▶ [Short exercise]: Reproduce all of the records below, swapping each occurrence of "Query" for "Target" and leaving everything else untouched.

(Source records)

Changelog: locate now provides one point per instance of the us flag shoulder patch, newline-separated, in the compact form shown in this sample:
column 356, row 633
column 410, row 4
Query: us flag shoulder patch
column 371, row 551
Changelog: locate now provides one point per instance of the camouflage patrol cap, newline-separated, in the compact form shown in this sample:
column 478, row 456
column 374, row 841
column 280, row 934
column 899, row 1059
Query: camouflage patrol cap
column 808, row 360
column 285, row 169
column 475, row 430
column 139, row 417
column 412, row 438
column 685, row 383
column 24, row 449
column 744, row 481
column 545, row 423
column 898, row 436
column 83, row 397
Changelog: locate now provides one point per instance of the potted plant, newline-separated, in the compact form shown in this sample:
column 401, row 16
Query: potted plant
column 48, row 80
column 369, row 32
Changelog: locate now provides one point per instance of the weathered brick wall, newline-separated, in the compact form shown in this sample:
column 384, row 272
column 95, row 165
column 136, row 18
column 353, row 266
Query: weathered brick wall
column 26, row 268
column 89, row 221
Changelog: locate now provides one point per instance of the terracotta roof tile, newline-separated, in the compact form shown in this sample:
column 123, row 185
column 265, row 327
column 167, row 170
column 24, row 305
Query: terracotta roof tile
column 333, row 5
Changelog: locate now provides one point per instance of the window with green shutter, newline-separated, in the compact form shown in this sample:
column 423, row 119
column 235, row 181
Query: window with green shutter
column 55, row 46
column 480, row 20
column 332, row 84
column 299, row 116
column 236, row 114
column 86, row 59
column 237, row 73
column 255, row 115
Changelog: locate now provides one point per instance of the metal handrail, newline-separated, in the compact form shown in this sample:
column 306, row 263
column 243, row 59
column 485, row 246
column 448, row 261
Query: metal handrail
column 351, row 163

▶ [Solution to this exercise]:
Changelog: locate now provides one point per instance of the us flag shoulder patch, newline-separated, in the compact form shown in this sample:
column 356, row 633
column 410, row 4
Target: us flag shoulder patch
column 371, row 551
Changelog: locate now provides one point per instance of the camouflage patrol cap, newline-separated, in the compact form shown in this sample:
column 478, row 456
column 374, row 841
column 280, row 934
column 899, row 1059
Target: camouflage patrol cap
column 808, row 360
column 285, row 169
column 475, row 430
column 139, row 417
column 412, row 438
column 685, row 383
column 24, row 449
column 744, row 481
column 545, row 423
column 898, row 436
column 83, row 397
Changelog: locate now provides one point per instance of the potted plant, newline-separated, in the compact form shown in this sample:
column 401, row 16
Target: potted plant
column 48, row 80
column 369, row 32
Changelog: locate now provides one point per instance of the weathered brick wall, newline-separated, in the compact form shown in this sample:
column 384, row 272
column 95, row 165
column 136, row 18
column 353, row 266
Target: weathered brick wall
column 26, row 268
column 89, row 221
Changelog: locate now provides one point per instance of the terracotta roof tile, newline-separated, in the compact form shown in this sample:
column 123, row 185
column 265, row 327
column 167, row 170
column 24, row 305
Target: terracotta roof tile
column 333, row 5
Changelog: locate now provides one point per instance of the window with green shutter, newline-separated, in the compact form shown in this sample:
column 423, row 119
column 235, row 181
Target: window with green shutter
column 55, row 46
column 480, row 20
column 332, row 84
column 299, row 116
column 236, row 114
column 86, row 59
column 237, row 73
column 255, row 115
Changelog: locate now provides one point per instance of the metal handrail, newline-separated, in the compact form shown in this sample:
column 306, row 263
column 243, row 59
column 485, row 246
column 448, row 261
Target: metal handrail
column 351, row 163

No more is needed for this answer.